┌──

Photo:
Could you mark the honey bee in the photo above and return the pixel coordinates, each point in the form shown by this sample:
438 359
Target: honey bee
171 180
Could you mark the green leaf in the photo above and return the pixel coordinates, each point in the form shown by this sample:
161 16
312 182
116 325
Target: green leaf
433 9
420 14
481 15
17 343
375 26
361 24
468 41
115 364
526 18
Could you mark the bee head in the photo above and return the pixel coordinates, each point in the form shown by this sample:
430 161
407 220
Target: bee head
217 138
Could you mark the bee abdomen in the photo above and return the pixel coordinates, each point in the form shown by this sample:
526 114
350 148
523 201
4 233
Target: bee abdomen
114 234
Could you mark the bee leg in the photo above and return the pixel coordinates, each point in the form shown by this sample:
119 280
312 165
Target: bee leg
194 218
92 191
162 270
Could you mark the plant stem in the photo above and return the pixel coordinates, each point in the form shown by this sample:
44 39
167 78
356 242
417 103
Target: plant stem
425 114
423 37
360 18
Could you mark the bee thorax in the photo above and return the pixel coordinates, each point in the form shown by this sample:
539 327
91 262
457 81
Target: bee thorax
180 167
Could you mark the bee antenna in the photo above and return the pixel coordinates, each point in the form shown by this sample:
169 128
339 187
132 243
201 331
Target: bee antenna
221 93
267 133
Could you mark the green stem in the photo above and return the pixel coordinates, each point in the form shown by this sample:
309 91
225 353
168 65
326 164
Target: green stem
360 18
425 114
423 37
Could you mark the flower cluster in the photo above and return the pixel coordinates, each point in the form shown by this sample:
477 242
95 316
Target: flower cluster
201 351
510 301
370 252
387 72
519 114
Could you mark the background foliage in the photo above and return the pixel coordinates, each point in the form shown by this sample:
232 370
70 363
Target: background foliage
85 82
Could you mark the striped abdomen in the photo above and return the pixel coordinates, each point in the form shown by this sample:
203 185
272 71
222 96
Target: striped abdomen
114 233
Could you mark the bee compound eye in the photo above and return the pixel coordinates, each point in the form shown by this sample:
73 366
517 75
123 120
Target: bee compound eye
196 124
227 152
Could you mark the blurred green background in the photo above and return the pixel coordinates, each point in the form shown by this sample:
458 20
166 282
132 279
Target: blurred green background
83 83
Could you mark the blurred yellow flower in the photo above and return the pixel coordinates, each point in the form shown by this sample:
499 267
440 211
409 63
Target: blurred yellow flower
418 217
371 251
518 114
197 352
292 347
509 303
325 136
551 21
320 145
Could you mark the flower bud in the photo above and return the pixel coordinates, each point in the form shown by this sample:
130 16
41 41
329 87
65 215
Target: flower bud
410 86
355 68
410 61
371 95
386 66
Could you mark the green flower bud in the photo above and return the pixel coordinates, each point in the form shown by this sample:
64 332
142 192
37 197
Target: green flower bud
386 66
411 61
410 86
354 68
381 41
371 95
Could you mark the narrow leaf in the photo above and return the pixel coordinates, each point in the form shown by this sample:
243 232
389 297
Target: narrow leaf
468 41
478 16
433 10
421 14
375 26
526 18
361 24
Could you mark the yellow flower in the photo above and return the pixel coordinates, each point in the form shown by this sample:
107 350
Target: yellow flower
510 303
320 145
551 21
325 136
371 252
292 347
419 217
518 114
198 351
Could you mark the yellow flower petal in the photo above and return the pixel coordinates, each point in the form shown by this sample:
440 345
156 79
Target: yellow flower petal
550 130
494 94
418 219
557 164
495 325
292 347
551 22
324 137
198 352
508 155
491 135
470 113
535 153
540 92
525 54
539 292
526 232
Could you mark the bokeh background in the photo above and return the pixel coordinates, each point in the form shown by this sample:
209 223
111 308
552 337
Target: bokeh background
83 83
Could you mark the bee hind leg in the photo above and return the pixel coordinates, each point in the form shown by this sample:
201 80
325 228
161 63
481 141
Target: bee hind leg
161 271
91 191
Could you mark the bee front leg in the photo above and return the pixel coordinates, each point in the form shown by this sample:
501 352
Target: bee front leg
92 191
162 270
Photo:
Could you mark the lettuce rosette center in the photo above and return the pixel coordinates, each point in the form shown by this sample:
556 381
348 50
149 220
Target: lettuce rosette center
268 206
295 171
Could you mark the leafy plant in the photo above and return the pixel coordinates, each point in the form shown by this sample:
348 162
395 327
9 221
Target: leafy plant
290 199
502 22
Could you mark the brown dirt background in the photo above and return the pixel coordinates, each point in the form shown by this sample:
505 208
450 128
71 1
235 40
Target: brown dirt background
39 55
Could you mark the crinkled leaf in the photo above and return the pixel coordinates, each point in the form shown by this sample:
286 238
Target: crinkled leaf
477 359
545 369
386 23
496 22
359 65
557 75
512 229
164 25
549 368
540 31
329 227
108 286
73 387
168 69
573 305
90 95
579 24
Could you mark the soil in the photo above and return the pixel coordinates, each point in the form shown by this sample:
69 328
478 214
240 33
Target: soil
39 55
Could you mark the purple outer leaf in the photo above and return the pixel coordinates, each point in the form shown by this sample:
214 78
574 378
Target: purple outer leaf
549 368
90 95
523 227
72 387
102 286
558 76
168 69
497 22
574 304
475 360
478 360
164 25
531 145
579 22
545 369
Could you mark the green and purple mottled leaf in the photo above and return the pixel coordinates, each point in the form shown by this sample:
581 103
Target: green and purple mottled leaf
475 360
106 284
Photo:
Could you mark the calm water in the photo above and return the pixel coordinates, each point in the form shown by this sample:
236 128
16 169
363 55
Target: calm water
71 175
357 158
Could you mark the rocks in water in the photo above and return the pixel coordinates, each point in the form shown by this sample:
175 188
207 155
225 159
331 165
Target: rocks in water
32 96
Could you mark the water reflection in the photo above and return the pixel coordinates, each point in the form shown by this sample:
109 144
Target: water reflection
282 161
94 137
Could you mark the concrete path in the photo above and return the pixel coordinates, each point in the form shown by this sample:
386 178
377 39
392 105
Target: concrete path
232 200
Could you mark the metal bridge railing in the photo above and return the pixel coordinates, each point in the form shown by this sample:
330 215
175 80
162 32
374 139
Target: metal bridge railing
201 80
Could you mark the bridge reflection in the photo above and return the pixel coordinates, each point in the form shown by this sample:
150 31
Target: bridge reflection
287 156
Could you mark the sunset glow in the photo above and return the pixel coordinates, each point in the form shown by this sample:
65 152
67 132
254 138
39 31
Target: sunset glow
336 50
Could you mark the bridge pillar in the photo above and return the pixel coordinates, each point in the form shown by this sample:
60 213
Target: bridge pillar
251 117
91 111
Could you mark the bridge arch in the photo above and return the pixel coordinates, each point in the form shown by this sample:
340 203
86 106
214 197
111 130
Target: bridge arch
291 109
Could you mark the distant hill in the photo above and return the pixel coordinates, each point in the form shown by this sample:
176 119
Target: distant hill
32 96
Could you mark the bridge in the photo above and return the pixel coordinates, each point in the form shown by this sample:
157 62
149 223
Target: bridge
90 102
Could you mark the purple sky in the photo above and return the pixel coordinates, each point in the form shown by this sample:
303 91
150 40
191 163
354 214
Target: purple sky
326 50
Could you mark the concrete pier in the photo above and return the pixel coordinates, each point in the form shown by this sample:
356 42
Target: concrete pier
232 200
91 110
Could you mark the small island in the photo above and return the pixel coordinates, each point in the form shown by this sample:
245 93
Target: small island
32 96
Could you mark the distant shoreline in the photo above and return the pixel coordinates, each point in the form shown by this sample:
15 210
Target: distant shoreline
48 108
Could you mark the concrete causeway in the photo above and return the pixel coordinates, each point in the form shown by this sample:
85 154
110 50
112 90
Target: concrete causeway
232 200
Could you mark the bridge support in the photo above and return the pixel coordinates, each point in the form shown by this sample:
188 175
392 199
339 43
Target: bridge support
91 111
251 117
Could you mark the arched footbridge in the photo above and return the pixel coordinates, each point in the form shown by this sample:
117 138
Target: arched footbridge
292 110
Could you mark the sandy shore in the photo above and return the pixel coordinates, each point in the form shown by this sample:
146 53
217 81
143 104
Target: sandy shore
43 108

└──

Lay out every line of the data, from the line containing "Could you mark the bridge support" through the final line, as a JSON list of strings with one string per line and no blank lines.

[
  "Could you mark the bridge support in the photo above and return the pixel coordinates, each point in the form shown by this sample:",
  "188 175",
  "392 199",
  "339 43",
  "Target: bridge support",
  "91 111",
  "251 117",
  "Could you mark the arched footbridge in the photo above and return the pixel coordinates, each point in the form shown by this sample:",
  "117 138",
  "Target: arched footbridge",
  "292 110",
  "Could you mark the sandy shore in the photo above and return the pixel coordinates, each point in the form shown by this sample:",
  "146 53",
  "217 81",
  "143 104",
  "Target: sandy shore",
  "43 108"
]